### WRITTEN INSTRUCTION
Print verbatim the lines of the entries from the one containing "of the clear" to the last, inclusive, and no others.
==========
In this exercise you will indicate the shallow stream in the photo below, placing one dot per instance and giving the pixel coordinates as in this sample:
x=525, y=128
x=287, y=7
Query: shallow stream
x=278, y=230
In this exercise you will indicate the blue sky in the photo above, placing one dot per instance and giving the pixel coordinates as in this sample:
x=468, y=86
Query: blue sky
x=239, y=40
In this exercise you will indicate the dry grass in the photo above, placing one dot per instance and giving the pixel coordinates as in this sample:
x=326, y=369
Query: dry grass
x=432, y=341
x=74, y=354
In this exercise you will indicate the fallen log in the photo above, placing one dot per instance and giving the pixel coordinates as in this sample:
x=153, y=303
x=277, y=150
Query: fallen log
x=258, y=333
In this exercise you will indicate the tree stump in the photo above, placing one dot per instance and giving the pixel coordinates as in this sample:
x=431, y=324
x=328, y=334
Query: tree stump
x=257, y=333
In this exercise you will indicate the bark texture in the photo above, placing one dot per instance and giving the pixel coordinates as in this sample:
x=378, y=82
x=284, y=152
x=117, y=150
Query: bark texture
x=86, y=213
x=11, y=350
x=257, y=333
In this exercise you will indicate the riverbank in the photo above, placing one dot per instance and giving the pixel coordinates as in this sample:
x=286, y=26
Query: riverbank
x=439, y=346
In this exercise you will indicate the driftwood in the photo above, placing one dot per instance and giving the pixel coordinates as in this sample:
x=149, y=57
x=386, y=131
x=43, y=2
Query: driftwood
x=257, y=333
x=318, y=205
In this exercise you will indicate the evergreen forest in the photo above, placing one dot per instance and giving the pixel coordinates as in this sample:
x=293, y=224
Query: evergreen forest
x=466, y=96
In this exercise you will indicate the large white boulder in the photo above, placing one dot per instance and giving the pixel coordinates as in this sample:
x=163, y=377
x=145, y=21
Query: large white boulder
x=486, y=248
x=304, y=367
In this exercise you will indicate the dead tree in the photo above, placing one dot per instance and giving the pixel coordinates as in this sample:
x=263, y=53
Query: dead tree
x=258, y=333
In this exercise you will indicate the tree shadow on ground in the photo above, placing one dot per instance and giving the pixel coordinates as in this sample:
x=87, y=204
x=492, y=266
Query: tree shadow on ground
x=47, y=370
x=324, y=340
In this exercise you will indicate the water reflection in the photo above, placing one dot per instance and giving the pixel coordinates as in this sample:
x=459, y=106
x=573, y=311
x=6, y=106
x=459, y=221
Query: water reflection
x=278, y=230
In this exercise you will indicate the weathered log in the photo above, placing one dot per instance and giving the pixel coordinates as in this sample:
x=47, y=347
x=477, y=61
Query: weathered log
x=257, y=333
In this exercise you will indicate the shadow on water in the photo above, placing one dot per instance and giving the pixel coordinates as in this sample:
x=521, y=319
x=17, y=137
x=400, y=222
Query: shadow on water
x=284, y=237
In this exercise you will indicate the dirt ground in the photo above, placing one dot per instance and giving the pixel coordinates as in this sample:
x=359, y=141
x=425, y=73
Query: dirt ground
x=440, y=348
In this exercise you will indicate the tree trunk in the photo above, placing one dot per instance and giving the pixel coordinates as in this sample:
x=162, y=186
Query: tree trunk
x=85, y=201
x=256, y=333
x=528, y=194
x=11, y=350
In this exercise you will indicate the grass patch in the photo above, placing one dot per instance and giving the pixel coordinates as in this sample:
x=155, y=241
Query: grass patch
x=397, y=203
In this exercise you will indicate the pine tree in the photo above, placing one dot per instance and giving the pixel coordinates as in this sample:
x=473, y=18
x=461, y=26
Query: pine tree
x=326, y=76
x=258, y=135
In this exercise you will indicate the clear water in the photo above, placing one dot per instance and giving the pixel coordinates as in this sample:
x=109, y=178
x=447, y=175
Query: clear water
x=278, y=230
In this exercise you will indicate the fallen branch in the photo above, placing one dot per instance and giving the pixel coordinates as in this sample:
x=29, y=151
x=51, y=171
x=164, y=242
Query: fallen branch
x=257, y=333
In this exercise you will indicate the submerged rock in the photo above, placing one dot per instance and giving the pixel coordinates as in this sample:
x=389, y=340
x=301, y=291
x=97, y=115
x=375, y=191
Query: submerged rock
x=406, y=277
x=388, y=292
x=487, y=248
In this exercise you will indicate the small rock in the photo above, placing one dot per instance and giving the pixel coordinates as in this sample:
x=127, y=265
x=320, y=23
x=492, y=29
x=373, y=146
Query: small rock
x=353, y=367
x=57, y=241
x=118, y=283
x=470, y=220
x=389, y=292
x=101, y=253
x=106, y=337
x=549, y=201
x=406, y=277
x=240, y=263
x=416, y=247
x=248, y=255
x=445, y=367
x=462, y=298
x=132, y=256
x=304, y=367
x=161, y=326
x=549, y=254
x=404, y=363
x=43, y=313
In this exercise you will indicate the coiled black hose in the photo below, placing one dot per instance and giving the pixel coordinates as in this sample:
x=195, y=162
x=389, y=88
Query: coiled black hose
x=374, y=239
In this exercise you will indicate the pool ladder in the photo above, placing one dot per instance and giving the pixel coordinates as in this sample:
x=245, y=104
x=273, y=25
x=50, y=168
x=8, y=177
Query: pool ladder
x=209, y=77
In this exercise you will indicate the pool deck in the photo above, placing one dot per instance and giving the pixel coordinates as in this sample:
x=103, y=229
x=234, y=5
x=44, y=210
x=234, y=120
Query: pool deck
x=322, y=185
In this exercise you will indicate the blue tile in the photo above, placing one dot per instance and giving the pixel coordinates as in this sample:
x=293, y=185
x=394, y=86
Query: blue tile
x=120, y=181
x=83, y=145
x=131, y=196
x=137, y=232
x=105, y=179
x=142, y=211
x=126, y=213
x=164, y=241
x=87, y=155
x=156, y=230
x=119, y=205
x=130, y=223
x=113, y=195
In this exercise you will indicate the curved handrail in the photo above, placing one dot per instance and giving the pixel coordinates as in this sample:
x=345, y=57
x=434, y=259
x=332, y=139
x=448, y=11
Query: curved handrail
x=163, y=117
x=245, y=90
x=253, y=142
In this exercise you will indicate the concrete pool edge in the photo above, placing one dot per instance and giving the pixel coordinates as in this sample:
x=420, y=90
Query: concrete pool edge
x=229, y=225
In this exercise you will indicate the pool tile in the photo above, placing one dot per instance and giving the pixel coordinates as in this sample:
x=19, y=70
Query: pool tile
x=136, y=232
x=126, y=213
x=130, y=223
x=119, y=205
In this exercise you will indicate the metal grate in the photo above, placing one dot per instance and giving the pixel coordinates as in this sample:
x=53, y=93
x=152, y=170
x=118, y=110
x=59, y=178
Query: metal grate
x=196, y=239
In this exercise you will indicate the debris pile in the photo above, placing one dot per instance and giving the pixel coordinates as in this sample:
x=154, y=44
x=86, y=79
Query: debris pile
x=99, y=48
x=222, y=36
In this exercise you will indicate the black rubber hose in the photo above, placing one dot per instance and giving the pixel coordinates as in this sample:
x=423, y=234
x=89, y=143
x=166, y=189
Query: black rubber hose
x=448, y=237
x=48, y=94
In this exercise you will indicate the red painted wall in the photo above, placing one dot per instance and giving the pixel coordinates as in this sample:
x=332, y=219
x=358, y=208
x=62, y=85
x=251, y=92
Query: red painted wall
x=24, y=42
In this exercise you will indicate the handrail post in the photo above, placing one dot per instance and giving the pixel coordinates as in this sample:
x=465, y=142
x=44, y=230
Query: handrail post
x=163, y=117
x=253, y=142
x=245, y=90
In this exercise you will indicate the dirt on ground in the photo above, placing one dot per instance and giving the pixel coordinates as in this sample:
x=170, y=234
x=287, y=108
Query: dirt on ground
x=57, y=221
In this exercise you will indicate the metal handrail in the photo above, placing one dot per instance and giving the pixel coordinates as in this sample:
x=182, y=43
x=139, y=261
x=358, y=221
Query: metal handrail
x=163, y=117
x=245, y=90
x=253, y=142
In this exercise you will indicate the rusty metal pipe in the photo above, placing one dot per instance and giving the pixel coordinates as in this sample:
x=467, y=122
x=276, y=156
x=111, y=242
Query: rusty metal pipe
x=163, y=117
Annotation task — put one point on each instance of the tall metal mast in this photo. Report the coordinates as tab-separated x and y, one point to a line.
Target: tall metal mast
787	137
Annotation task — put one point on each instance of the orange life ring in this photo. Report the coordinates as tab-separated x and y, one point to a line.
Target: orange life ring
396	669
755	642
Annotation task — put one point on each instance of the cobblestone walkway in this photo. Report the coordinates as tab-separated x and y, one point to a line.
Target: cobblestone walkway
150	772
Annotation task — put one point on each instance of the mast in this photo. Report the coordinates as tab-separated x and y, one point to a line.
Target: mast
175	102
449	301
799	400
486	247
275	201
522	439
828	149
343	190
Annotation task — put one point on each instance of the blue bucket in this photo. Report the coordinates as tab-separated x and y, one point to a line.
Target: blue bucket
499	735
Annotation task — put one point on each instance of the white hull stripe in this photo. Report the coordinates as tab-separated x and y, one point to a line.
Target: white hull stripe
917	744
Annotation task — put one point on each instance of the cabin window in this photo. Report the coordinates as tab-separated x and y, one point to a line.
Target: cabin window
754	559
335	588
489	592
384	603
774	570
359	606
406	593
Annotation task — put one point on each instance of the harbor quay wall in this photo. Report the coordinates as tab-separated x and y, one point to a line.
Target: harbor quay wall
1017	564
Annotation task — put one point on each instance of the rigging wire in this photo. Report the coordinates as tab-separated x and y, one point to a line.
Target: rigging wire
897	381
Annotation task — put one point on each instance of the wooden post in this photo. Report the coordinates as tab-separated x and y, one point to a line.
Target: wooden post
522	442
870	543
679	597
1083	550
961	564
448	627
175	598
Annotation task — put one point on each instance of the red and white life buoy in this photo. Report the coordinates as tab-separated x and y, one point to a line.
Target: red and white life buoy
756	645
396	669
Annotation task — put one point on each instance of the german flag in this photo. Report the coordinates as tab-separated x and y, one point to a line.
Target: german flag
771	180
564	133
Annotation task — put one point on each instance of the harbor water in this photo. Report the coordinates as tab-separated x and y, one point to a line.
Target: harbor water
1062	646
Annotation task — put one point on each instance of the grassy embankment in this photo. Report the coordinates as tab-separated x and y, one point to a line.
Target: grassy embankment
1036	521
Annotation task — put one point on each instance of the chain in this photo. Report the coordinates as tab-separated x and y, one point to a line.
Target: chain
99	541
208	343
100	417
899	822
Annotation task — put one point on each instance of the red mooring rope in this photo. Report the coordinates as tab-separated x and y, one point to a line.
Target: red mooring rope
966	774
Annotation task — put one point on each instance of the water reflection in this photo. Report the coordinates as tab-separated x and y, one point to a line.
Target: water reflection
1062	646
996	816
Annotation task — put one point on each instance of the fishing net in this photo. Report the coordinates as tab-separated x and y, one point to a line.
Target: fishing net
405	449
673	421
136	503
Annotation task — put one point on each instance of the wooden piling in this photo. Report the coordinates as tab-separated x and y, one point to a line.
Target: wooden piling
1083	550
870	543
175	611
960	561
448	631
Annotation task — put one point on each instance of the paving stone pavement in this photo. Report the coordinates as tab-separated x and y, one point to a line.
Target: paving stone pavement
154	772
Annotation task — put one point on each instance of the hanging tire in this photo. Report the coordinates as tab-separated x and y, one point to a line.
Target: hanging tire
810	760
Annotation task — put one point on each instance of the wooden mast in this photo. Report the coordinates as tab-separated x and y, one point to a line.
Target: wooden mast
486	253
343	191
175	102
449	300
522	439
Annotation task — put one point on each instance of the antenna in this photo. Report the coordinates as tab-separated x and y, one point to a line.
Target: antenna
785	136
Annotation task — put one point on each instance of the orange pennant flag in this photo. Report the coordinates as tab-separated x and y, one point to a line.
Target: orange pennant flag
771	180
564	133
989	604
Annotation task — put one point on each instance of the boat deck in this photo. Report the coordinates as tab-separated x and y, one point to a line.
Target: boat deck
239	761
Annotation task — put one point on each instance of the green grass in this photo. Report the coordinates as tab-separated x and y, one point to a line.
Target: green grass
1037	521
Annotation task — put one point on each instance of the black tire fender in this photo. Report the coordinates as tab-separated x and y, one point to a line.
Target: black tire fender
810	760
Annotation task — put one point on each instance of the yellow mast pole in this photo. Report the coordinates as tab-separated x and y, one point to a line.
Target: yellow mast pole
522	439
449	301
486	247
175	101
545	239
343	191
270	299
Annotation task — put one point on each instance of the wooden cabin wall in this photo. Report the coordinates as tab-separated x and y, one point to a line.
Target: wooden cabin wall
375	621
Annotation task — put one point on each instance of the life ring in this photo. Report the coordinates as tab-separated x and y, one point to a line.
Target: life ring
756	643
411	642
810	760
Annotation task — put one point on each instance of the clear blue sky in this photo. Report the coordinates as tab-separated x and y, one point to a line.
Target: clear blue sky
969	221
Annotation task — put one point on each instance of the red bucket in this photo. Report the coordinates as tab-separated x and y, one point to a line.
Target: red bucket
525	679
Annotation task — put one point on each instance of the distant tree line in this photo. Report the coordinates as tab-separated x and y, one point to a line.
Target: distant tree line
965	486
==========
### EXERCISE OUTPUT
Annotation task — put one point on each instance of the clear blue sky in this photo. Report the coordinates as tab-separated x and y, one point to a line.
Target: clear blue sky
969	221
Annotation task — put one point on each instance of the red bucket in this photo. Report the coordinates as tab-separated x and y, one point to a line.
Target: red bucket
525	679
Annotation task — put one point on each instance of the distant tree line in this photo. Report the coordinates as tab-separated x and y, one point to a line.
Target: distant tree line
965	486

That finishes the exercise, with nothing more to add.